» Work required:
Print each entry again exactly as written, and keep the pictures out.

▶

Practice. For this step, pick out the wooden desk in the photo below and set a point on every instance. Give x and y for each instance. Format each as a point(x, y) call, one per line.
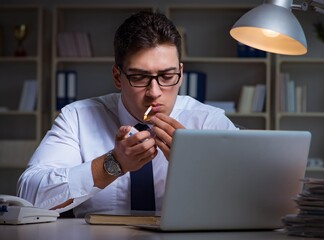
point(70, 229)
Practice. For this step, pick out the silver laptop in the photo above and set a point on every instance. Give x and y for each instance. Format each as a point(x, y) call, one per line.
point(232, 180)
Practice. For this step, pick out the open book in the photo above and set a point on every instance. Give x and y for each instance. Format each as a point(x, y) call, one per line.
point(123, 217)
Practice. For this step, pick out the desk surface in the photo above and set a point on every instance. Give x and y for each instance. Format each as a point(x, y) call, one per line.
point(70, 229)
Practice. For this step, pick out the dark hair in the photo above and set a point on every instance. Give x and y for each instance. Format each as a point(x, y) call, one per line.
point(144, 30)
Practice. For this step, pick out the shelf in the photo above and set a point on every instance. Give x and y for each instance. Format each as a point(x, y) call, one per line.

◀

» Answer to this problem:
Practice. For this step, pick out the wooden desk in the photo below and set a point on every instance. Give x and y for each instance. Format each as a point(x, y) call, one per line.
point(70, 229)
Practice. For this step, pick out the silver laptop in the photo above and set a point on every instance. Give x and y for each instance. Format each as a point(x, y) call, one per line.
point(232, 180)
Practice. For this step, pick out the open book in the photo above and set a point on every instance. Give x and y for each instance. Format each as a point(x, y) call, one per line.
point(123, 217)
Practice. For this step, pick out the desk surface in the photo above and set a point on every instance. Give x and y for each instance. Format each as a point(x, y) call, one per line.
point(70, 229)
Practice. For this step, pick out the dark hair in the photo above and set a point on every instance. Give x and y for each instance. Format each as a point(x, y) call, one per line.
point(144, 30)
Practice. For this step, pick out the shelf in the photo above and set a point on every instance. Give x and y for each instance. Format each as a point(x, y) call, one per line.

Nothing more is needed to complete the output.